### TASK ITEM
Extract word for word everything from "The accuracy results" down to "the prediction processes." in the passage on logistic regression and random forests.

Where u is the error term and \( f \) the logistic function:

$$ f\left( z \right)\, = \,\frac{{e^{z} }}{{1\, + \,e^{z} }} $$
(3)

So that:

$$ E\left[ Y \right]\, = \,P\, = \,P\left( {Y\, = \,1} \right)\, = \,\frac{{e^{{B_{0} \, + \,B_{1} X_{1 } \, + \,B_{2} X_{2} \, + \, \ldots \, + \,B_{n} X_{n} }} }}{{1\, + \,e^{{B_{0} \, + \,B_{1} X_{1 } \, + \,B_{2} X_{2} \, + \, \ldots \, + \, B_{n} X_{n} }} }} $$
(4)
$$ ln\left( {\frac{P}{1\, - \,P}} \right)\, = \,B_{0} X_{0} \, + \,B_{1} X_{1 } \, + \,B_{2} X_{2} \, + \, \ldots \, + \,B_{n} X_{n} $$
(5)

Where the set of independent variables is given by: \( x_{1 , } x_{2 , } \ldots , x_{n , } \) where n is the total number. To predict the probability (P), we use the logit function of the binary logistic regression model represented in Eq. 5. It is indicated how by means of the logistic regression model, an accuracy of 0.651375 can be obtained in the prediction of values. For the purposes of this dataset, the SystemAge column was taken as a characteristic and, as a label, the FilterDifference column, the total data used was 8000 records.

The accuracy results presented by this prediction show a value of 0.65375. The values of X_train and X_test indicated that 5600 and 2400 values are taken respectively. After applying the logistic regression model and obtaining its percentage of precision, the random forest classification algorithm was applied to the dataset. In this regard, various authors [26, 31] confirm that the random forest classifier is an effective tool for the prediction processes.

This classifier is also considered as a nonparametric statistical method that allows to address regression and classification problems of two or more classes. The recent research of Scornet et al. [50] cited by [26] demonstrates the coherence of RF and its performance parameters is very low.

In [4] random forest is defined as follows: “… a random forest is a classifier consisting if a collection of tree-structured classifiers {h (xk), k = 1,…} where the {Θk} are independent identically distributed random vectors and each tree casts a unit vote for the most popular class at input x…”.

### INFORMATION SUPPLIED
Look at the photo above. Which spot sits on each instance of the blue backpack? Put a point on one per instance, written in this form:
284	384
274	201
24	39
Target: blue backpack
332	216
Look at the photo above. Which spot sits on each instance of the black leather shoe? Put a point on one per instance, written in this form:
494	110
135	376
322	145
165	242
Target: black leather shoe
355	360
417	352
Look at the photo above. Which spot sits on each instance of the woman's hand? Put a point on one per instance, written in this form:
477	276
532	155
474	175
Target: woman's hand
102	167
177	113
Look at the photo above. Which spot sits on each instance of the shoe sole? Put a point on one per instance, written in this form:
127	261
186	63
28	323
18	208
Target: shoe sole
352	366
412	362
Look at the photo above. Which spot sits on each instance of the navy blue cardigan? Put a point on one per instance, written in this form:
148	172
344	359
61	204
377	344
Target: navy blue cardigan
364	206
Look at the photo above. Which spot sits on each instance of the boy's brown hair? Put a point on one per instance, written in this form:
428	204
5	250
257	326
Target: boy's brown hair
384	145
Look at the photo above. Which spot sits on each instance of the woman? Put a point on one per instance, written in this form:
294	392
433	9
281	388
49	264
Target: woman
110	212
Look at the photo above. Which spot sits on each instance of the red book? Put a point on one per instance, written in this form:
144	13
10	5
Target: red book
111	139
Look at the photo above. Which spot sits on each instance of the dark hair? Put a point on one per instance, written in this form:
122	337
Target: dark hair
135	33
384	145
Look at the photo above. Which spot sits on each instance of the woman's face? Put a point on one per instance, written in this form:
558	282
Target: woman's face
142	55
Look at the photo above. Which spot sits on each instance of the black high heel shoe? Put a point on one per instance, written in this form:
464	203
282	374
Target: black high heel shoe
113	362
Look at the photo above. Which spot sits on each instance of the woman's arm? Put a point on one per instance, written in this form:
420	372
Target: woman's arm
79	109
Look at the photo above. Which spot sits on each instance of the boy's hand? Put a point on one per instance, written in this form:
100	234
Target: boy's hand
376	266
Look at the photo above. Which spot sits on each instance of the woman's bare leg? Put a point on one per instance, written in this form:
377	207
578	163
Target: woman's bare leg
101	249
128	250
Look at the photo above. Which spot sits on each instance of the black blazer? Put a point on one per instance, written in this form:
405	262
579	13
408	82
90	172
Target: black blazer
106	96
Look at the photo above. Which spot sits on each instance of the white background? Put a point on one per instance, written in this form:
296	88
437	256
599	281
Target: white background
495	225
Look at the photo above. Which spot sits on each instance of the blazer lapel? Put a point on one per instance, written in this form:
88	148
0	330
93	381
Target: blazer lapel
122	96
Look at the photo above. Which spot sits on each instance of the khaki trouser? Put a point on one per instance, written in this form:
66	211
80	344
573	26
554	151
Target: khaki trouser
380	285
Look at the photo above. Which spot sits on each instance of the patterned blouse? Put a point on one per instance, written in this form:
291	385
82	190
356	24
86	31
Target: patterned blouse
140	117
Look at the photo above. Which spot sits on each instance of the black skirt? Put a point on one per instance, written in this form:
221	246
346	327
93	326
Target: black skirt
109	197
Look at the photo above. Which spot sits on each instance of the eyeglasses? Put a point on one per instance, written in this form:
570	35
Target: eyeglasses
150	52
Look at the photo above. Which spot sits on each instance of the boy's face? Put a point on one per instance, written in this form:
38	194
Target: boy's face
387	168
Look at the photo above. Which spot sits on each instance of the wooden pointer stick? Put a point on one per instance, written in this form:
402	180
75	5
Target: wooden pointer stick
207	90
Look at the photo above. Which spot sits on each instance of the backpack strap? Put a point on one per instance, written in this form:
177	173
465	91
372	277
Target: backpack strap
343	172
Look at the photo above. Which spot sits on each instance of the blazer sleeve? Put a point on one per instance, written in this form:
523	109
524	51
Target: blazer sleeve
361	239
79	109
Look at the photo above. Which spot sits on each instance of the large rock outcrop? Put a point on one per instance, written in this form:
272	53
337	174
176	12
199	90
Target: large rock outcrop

### RESULT OF THE EXERCISE
The accuracy results presented by this prediction show a value of 0.65375. The values of X_train and X_test indicated that 5600 and 2400 values are taken respectively. After applying the logistic regression model and obtaining its percentage of precision, the random forest classification algorithm was applied to the dataset. In this regard, various authors [26, 31] confirm that the random forest classifier is an effective tool for the prediction processes.